[Assignment]:
Strip out the pictures and transcribe the records that follow exactly.

#### Records for the exercise

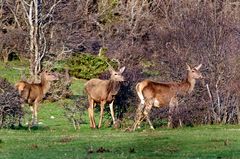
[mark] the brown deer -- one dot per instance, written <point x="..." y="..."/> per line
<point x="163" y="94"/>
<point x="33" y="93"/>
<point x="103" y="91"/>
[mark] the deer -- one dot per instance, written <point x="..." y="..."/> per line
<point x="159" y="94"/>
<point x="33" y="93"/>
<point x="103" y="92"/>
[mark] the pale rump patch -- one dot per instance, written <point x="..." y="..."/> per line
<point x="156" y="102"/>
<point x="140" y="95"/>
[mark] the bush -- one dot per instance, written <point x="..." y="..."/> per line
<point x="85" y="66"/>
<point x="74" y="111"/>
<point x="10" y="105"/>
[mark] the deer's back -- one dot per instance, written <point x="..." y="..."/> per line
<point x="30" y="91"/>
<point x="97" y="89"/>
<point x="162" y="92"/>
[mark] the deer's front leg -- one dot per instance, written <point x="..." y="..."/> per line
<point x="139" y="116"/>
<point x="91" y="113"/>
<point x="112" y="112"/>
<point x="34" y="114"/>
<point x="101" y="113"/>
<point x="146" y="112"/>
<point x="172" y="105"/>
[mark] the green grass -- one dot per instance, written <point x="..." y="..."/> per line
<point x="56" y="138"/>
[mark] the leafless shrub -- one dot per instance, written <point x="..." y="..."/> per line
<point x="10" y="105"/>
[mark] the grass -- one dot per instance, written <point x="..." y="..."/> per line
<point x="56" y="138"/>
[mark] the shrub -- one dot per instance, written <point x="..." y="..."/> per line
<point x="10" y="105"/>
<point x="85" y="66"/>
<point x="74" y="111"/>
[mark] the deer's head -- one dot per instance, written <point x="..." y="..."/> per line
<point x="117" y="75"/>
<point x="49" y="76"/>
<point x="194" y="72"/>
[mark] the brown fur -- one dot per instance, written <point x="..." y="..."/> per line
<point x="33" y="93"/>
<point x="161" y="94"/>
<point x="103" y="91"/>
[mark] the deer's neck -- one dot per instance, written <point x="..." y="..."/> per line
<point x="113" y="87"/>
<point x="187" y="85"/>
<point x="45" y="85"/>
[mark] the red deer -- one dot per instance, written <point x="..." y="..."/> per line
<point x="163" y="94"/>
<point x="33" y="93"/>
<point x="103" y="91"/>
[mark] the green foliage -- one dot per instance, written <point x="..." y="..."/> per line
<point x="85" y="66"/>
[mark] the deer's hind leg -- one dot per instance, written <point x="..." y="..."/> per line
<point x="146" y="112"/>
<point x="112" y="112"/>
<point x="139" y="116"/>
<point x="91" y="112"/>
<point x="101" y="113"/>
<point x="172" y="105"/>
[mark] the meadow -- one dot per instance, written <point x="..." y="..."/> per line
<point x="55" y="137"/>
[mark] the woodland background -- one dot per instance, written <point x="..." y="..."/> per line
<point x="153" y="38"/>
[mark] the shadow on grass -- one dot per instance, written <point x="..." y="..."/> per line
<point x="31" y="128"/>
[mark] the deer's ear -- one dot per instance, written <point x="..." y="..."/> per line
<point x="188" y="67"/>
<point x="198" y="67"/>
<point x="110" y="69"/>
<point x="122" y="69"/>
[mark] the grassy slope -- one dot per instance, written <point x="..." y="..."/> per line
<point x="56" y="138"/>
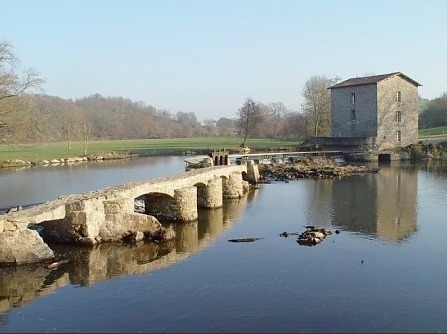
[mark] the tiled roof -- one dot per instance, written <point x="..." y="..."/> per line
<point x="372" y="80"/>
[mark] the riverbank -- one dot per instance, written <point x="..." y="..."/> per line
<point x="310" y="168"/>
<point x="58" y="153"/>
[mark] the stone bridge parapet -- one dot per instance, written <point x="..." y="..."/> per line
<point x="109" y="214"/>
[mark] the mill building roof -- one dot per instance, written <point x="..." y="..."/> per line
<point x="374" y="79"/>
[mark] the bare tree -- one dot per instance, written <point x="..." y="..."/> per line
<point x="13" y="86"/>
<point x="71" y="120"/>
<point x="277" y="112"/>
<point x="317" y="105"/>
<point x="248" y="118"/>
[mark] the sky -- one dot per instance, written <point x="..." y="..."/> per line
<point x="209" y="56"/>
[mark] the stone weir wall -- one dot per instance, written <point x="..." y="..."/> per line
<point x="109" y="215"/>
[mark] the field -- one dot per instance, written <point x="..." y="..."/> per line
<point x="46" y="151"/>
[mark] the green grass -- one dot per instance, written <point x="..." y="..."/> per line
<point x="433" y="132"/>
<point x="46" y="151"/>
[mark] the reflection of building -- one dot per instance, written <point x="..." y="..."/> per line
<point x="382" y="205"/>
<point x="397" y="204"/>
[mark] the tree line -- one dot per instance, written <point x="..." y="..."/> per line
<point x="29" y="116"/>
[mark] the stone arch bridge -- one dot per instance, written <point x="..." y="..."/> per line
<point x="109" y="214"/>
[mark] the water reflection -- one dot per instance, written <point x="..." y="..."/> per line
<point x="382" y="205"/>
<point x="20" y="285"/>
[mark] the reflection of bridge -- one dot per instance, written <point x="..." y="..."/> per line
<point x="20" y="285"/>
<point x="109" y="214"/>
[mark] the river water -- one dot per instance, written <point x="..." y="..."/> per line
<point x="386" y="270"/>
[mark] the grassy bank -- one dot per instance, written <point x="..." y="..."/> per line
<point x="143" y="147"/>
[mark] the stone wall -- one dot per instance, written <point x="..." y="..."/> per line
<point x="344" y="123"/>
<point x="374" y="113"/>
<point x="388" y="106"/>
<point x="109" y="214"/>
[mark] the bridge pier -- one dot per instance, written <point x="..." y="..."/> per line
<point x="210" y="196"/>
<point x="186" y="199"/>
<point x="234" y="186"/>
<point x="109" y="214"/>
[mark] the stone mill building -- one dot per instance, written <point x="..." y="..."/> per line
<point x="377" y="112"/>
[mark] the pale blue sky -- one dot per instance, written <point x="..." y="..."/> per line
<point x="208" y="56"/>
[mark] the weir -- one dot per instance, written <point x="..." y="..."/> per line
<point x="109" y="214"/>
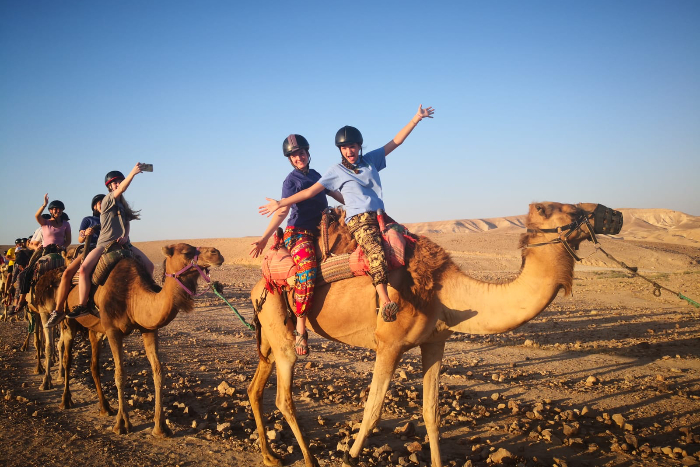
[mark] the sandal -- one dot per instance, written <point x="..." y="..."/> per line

########

[Written solution]:
[mark] the brown deer -- one dot per instance, written <point x="..." y="..."/> per line
<point x="163" y="94"/>
<point x="33" y="93"/>
<point x="103" y="91"/>
[mark] the deer -- one dot per instance, written <point x="..." y="..."/> per line
<point x="159" y="94"/>
<point x="33" y="93"/>
<point x="103" y="92"/>
[mark] the pale rump patch -- one dot per instance, written <point x="..." y="..."/> per line
<point x="156" y="102"/>
<point x="140" y="95"/>
[mark] the bush -- one dot per instance, written <point x="..." y="..."/> per line
<point x="85" y="66"/>
<point x="74" y="111"/>
<point x="10" y="105"/>
[mark] the deer's back -- one dot per instance, written <point x="..." y="..."/> per line
<point x="30" y="91"/>
<point x="97" y="89"/>
<point x="162" y="92"/>
[mark] the deer's front leg -- one dot per instance, written <point x="..." y="..."/> per line
<point x="139" y="116"/>
<point x="91" y="113"/>
<point x="112" y="112"/>
<point x="34" y="114"/>
<point x="101" y="113"/>
<point x="146" y="112"/>
<point x="172" y="105"/>
[mark] the green grass -- one dot per instance, written <point x="..." y="..."/> per line
<point x="56" y="138"/>
[mark] the leafless shrub -- one dot per instance, written <point x="..." y="..."/> per line
<point x="10" y="105"/>
[mark] the grass -- one dot per instance, written <point x="..." y="..."/> per line
<point x="56" y="138"/>
[mark] the shrub -- one dot per instance, written <point x="..." y="..."/> per line
<point x="10" y="105"/>
<point x="85" y="66"/>
<point x="74" y="111"/>
[mark] the deer's head -- one dot per instance, written <point x="..." y="..."/> per line
<point x="117" y="75"/>
<point x="49" y="76"/>
<point x="194" y="72"/>
[mark] the brown fur -- one dot per instance, written <point x="..." y="..."/> per line
<point x="33" y="93"/>
<point x="161" y="94"/>
<point x="103" y="91"/>
[mark] the deer's neck -- one dot per instance, written <point x="..." y="..."/> per line
<point x="113" y="87"/>
<point x="187" y="85"/>
<point x="45" y="85"/>
[mark] the red deer -- one dot per instance, written <point x="..." y="..."/> per line
<point x="163" y="94"/>
<point x="33" y="93"/>
<point x="103" y="91"/>
[mark] the green foliage -- one dot per instance, written <point x="..." y="..."/> per line
<point x="85" y="66"/>
[mark] the deer's hind leg -- one dot per instance, written <point x="..." y="..."/> per line
<point x="146" y="112"/>
<point x="112" y="112"/>
<point x="139" y="116"/>
<point x="91" y="112"/>
<point x="101" y="113"/>
<point x="172" y="105"/>
[mark] the meadow -- one dot per instance, written <point x="..." y="..."/> per line
<point x="55" y="137"/>
[mark] the woodland background -- one dot per instance, written <point x="..." y="..."/> per line
<point x="153" y="38"/>
[mark] the shadow on grass -- one dot per instance, written <point x="..." y="..."/> per line
<point x="31" y="128"/>
[mark] the deer's ear -- one dot per instance, written <point x="..." y="..."/> per line
<point x="188" y="67"/>
<point x="198" y="67"/>
<point x="110" y="69"/>
<point x="122" y="69"/>
[mark] the grassy slope -- one dot per instance, written <point x="..." y="..."/> per line
<point x="56" y="138"/>
[mark] the tiled roof -- one dot per instance, written <point x="..." y="..."/> per line
<point x="372" y="80"/>
[mark] the riverbank -- one dot per instance, written <point x="..." y="..."/> per line
<point x="310" y="168"/>
<point x="58" y="153"/>
[mark] the stone bridge parapet -- one dot per instance, written <point x="..." y="..."/> per line
<point x="109" y="214"/>
[mark] the mill building roof -- one dot per instance, written <point x="..." y="..."/> per line
<point x="374" y="79"/>
[mark] the bare tree -- one dot per instance, written <point x="..." y="..."/> per line
<point x="13" y="86"/>
<point x="71" y="120"/>
<point x="277" y="112"/>
<point x="317" y="105"/>
<point x="248" y="118"/>
[mark] the sky -- one dot per instance, written <point x="..." y="..."/> per line
<point x="209" y="56"/>
[mark] the stone weir wall -- one dot per instance, written <point x="..." y="..."/> per line
<point x="109" y="215"/>
[mark] the field -- one dot per instance, written <point x="..." y="..."/> per line
<point x="46" y="151"/>
[mark] the green grass -- one dot per instance, written <point x="..." y="..."/> per line
<point x="433" y="132"/>
<point x="46" y="151"/>
[mark] the reflection of building -- one dot per instance, written <point x="..." y="..."/> per line
<point x="382" y="205"/>
<point x="397" y="204"/>
[mark] the tree line -- one dot per instance, written <point x="..." y="..."/> per line
<point x="29" y="116"/>
[mark] the stone arch bridge -- one dot per instance, written <point x="..." y="..."/> per line
<point x="109" y="214"/>
[mark] the water reflection -- one dot per instance, written <point x="..." y="..."/> per line
<point x="382" y="205"/>
<point x="20" y="285"/>
[mark] the reflection of bridge -- one dot per instance, written <point x="..." y="..."/> per line
<point x="20" y="285"/>
<point x="109" y="214"/>
[mark] the river water -- one dot per instance, written <point x="..." y="..."/> per line
<point x="386" y="270"/>
[mark] the grassy bank -- one dot per instance, written <point x="..." y="..."/> per line
<point x="143" y="147"/>
[mark] the stone wall -- one dot per instance, written <point x="..." y="..."/> per line
<point x="344" y="123"/>
<point x="374" y="113"/>
<point x="388" y="106"/>
<point x="109" y="214"/>
[mark] the bridge pier -- one dot per instance, written <point x="..." y="..."/> per line
<point x="210" y="196"/>
<point x="186" y="199"/>
<point x="234" y="186"/>
<point x="109" y="214"/>
[mark] the stone mill building -- one dot per instance, written <point x="..." y="..."/> per line
<point x="377" y="112"/>
[mark] the pale blue sky -- one dot per instance, written <point x="..." y="..."/> per line
<point x="208" y="56"/>
[mark] the weir -- one dot per instance, written <point x="..." y="..."/> per line
<point x="109" y="214"/>
[mark] the sandal -- one dot per instance, written <point x="..." y="..."/> per line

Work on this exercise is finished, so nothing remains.